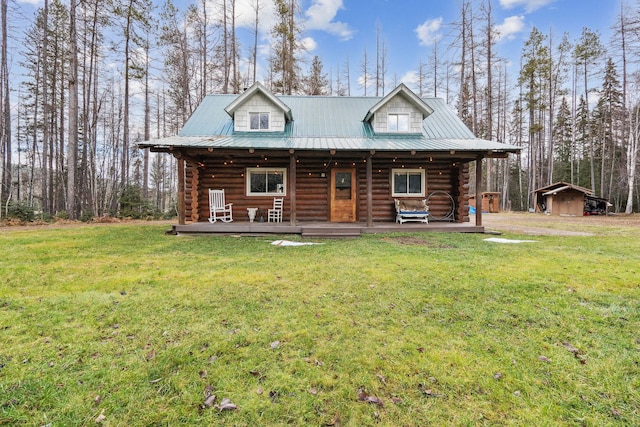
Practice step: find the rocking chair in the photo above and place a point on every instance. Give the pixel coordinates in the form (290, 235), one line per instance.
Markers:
(218, 209)
(275, 214)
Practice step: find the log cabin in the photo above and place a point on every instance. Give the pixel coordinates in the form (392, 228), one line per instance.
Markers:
(333, 159)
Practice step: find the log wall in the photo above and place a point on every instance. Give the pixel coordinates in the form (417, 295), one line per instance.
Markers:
(313, 175)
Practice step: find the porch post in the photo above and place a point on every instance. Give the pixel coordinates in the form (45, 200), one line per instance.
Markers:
(479, 191)
(181, 202)
(292, 187)
(369, 191)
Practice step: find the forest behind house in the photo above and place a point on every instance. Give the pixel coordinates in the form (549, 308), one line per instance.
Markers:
(84, 81)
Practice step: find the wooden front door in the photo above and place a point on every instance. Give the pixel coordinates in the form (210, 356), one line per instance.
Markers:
(343, 195)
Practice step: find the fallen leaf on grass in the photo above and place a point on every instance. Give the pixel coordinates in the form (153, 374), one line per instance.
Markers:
(335, 421)
(570, 348)
(209, 401)
(428, 392)
(226, 405)
(363, 396)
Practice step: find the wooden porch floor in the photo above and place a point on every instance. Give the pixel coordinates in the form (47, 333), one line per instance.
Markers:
(321, 229)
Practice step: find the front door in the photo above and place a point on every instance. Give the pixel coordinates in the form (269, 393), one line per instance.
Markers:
(343, 195)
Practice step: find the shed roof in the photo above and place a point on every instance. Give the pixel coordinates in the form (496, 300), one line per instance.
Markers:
(326, 122)
(559, 187)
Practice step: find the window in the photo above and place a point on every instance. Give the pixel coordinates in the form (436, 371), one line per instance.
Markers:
(259, 121)
(408, 182)
(398, 123)
(266, 181)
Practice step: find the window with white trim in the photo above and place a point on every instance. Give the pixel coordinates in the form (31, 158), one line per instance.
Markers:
(408, 182)
(266, 181)
(259, 121)
(398, 122)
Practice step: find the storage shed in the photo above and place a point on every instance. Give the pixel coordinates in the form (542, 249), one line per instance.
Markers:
(566, 199)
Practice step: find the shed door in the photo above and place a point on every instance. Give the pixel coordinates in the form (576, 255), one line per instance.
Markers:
(343, 195)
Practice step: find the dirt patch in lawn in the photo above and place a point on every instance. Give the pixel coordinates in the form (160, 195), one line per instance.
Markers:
(538, 224)
(417, 241)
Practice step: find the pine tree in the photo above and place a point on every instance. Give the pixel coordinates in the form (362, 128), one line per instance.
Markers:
(316, 82)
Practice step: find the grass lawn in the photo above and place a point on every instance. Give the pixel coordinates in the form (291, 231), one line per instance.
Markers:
(122, 325)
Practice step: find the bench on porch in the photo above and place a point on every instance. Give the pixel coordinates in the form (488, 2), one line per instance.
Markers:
(411, 210)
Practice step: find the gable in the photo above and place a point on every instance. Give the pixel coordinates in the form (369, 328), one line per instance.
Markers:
(258, 104)
(399, 106)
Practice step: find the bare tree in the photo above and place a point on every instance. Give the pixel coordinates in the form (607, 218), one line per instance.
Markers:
(5, 110)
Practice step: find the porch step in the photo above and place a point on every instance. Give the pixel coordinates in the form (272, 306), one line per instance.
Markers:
(330, 232)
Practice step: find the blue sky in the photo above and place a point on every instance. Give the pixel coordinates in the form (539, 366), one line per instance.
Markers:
(409, 27)
(339, 29)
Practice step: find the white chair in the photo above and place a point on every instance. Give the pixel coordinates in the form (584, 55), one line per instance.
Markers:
(275, 214)
(218, 209)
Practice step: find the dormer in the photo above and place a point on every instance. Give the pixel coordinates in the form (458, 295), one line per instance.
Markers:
(400, 112)
(258, 110)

□ □ □

Return all of the lines above word for word, leaving out the pictures.

- [Answer to the task]:
Practice step: find the rocking chair in the photo above and place a point on every instance. Give the pixel coordinates in the form (290, 235), one line per instance.
Markers:
(218, 209)
(275, 214)
Practice step: find the log cabin in the photo above and place a point on every instance. Give the pixel coordinates in the form (392, 228), one line per instance.
Markers:
(333, 159)
Practice step: find the log wall in the photo above and place a point on every instance. Give the pixel coordinates in the form (417, 295), one line per instance.
Markers:
(313, 175)
Practice step: find the porch post in the photo above and place a point on every instance. Give the pixel coordinates in the form (45, 200), one line per instance.
Markers:
(479, 191)
(181, 202)
(292, 187)
(369, 191)
Practice step: find the forest behind house in the photo above and place a point on every instance. Give the pixel coordinates in the form (549, 308), one line per instance.
Markers:
(84, 81)
Practice step: find the wooden front door in the photo above and place a point on every instance. Give the pixel coordinates in the form (210, 356), one line per instance.
Markers:
(343, 195)
Practice step: find the fallen leaf on grass in the photo above and place a point on every instance. Give the pixel coordinates in the form (153, 374), one line per instance.
Markers:
(335, 421)
(570, 348)
(209, 401)
(428, 392)
(226, 405)
(363, 396)
Practice step: find the wooden porch floor in the photo above and place a point on every instance. Give the pixel coordinates in the form (47, 333), one line per instance.
Markers:
(321, 229)
Practice step: find the front door in the photo above and place a point on every instance. Give the pixel coordinates in the form (269, 393), one line per instance.
Markers:
(343, 195)
Practice step: find the shed roof in the photo above and place a point on every instance. Give the pixel coordinates in the form (496, 300), one line per instance.
Markers:
(326, 122)
(559, 187)
Practice step: find the window in the photo above and place a point on every instance. Give the pixel coordinates in the form (436, 371), one line per instance.
Markers:
(259, 121)
(408, 182)
(398, 123)
(266, 181)
Practice step: find the window with white trim in the photo above and place a point on every instance. Give the pixel coordinates in the form (31, 158), one line per instance.
Markers:
(408, 182)
(266, 181)
(259, 121)
(398, 122)
Practice step: find the storage shed in the photo above and place a point on every instance. Give the pixel coordinates in the form (542, 249), one line per instance.
Markers:
(566, 199)
Practice step: find the shed door in the photo above and place a point on every instance. Give the pixel coordinates in the form (576, 255), one line per instance.
Markers:
(343, 195)
Practice step: find the dirt patch in lawn in the photo above and place a point on every instance. Give the pixel coordinates in the form (160, 195), one line per instance.
Markers:
(538, 224)
(417, 241)
Practice step: find the pine tree in the photo above and place a point on every instance. Give the pixel coordinates in the form (362, 128), one line per instance.
Markers:
(316, 82)
Practice step: find the grass lawn in the photo above and place a point on every instance. Give the pixel coordinates in the form (291, 231), one line per instance.
Markers:
(122, 325)
Practice step: find the bench on porch in the photo above and place a point on every instance. Give the pixel coordinates in the form (488, 2), one line per instance.
Markers:
(411, 210)
Practice step: find the gable in the photo above and place a point on every instance. Give the pixel coordinates in the form (369, 328), one line per instance.
Markers:
(258, 104)
(399, 106)
Practice step: find the bare tree in the photo above and place a point on every instance. Give the pixel coordinates in the form (607, 218), one line per instance.
Markers:
(5, 110)
Practice step: find the porch step in the photo above and place a point on every instance. Give the pixel coordinates in the form (272, 306), one line per instance.
Markers:
(330, 232)
Practice step: find the blue sky in the photo above and place a point on every instance. Give the pixel coordinates in the form (539, 366), one line per instance.
Markers:
(409, 27)
(339, 29)
Practice step: find the white chair in the photo above and place a point on every instance. Give the pixel coordinates in the form (584, 55), one line per instance.
Markers:
(275, 214)
(218, 209)
Practice step: find the dormer in the photo above and place a point on every instance. Give the pixel coordinates in the form (458, 295), one line per instance.
Markers:
(400, 112)
(258, 110)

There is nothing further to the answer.